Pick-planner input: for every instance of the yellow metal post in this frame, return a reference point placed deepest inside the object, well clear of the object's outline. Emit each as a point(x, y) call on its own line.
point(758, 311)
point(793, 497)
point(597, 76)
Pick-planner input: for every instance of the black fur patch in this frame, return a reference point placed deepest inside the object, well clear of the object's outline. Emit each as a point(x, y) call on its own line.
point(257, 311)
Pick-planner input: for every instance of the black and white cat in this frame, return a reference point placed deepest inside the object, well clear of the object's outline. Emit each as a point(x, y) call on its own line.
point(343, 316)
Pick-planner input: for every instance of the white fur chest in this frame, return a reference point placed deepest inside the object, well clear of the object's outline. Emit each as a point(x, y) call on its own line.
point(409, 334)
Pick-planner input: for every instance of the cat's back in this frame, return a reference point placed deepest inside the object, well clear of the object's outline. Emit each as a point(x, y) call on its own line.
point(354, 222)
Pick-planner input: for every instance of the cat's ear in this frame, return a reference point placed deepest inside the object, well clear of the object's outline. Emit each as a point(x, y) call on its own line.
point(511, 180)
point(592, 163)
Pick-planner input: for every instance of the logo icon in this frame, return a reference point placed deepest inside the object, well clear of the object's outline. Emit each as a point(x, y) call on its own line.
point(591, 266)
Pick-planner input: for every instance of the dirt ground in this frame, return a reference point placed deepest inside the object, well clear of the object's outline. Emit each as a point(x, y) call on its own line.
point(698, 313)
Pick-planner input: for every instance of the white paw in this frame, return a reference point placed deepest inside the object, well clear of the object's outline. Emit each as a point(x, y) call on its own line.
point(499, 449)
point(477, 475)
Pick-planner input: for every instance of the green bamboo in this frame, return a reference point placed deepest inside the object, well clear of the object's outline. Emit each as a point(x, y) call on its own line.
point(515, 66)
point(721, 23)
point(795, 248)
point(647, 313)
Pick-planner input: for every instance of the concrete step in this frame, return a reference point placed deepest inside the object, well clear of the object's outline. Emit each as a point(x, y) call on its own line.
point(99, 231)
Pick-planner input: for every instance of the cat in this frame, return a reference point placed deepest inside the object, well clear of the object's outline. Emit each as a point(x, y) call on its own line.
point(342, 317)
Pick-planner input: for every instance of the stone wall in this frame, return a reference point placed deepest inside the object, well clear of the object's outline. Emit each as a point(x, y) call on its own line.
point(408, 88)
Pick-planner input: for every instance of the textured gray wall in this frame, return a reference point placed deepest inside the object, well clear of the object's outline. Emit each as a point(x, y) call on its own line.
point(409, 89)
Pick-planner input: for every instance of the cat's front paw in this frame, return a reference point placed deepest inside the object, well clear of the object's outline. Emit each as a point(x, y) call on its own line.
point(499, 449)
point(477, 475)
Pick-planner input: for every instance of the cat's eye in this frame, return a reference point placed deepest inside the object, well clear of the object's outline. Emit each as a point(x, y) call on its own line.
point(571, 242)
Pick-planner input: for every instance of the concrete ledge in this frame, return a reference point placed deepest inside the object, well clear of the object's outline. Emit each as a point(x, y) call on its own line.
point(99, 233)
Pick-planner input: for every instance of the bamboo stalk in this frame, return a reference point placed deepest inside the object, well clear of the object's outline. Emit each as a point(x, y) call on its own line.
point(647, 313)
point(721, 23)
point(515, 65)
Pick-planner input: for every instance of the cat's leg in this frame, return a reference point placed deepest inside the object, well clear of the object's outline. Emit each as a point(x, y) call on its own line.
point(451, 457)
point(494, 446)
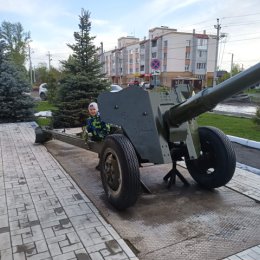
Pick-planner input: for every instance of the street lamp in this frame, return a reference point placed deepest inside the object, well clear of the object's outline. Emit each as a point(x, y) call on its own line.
point(232, 58)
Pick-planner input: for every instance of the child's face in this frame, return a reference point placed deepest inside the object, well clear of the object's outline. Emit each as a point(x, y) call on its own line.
point(92, 111)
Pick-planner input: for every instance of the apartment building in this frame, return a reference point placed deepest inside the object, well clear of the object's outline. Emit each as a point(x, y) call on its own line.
point(165, 56)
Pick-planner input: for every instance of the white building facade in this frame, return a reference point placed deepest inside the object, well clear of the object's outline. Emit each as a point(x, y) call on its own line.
point(166, 55)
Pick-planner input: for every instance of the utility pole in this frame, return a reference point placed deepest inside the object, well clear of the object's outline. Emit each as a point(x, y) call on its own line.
point(49, 59)
point(218, 27)
point(232, 57)
point(30, 64)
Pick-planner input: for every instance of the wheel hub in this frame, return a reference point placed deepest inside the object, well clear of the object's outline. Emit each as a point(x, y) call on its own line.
point(112, 172)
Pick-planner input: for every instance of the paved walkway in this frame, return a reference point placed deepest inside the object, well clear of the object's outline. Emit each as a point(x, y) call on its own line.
point(44, 215)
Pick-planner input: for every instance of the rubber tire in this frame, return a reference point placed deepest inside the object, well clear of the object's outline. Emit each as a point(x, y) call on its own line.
point(217, 154)
point(120, 148)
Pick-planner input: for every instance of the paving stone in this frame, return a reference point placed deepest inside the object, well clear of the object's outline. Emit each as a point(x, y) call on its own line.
point(96, 256)
point(55, 249)
point(40, 256)
point(19, 256)
point(5, 242)
point(65, 256)
point(85, 221)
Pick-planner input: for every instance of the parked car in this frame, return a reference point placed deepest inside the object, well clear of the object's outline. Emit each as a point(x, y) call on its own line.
point(115, 88)
point(146, 85)
point(133, 83)
point(43, 89)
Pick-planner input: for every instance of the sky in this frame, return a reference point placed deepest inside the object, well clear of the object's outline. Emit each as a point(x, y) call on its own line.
point(52, 24)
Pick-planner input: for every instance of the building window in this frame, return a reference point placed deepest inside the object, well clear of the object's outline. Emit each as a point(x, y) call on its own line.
point(154, 55)
point(203, 77)
point(201, 65)
point(154, 43)
point(202, 54)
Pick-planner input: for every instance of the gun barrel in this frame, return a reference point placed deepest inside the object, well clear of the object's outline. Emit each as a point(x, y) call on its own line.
point(208, 98)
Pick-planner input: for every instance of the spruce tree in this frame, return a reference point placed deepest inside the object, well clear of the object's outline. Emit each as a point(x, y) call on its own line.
point(82, 81)
point(15, 103)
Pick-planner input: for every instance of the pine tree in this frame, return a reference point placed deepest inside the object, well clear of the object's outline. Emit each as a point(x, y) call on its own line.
point(15, 104)
point(83, 80)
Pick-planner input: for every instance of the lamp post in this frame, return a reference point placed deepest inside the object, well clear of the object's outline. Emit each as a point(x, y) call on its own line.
point(232, 57)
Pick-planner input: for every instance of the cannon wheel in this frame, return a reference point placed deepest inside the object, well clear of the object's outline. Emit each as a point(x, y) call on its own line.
point(216, 165)
point(120, 171)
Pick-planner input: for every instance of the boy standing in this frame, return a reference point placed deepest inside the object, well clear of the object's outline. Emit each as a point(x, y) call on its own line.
point(95, 125)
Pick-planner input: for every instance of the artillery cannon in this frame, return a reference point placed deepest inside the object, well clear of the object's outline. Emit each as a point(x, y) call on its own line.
point(161, 128)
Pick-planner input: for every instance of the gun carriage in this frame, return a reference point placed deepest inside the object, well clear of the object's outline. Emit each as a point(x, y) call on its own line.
point(161, 128)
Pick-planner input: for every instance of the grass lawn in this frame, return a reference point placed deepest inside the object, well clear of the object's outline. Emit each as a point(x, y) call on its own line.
point(236, 126)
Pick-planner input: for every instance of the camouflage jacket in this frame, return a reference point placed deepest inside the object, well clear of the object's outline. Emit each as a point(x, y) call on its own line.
point(97, 128)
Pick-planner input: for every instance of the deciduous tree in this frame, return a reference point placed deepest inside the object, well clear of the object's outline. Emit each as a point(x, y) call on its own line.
point(15, 103)
point(16, 41)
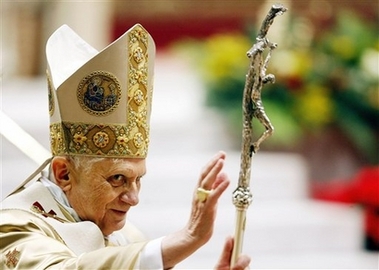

•••

Copy the lines from the line with "Pick-planner input: for every instance of the lamp" to the line with "point(120, 171)", swapping "cannon wheel" for "wagon wheel" and leaving everything else as it stands.

Pick-planner input: for every instance of the lamp post in this frame, return a reference point placed deepest inside the object, well clear of the object's outline. Emit each as a point(x, y) call on its own line.
point(232, 57)
Pick-planner input: for every instance of the wagon wheel in this frame, return a reference point placed deepest inside the object, well clear of the object's outline. Emit each as a point(x, y) call on its own line.
point(216, 165)
point(120, 171)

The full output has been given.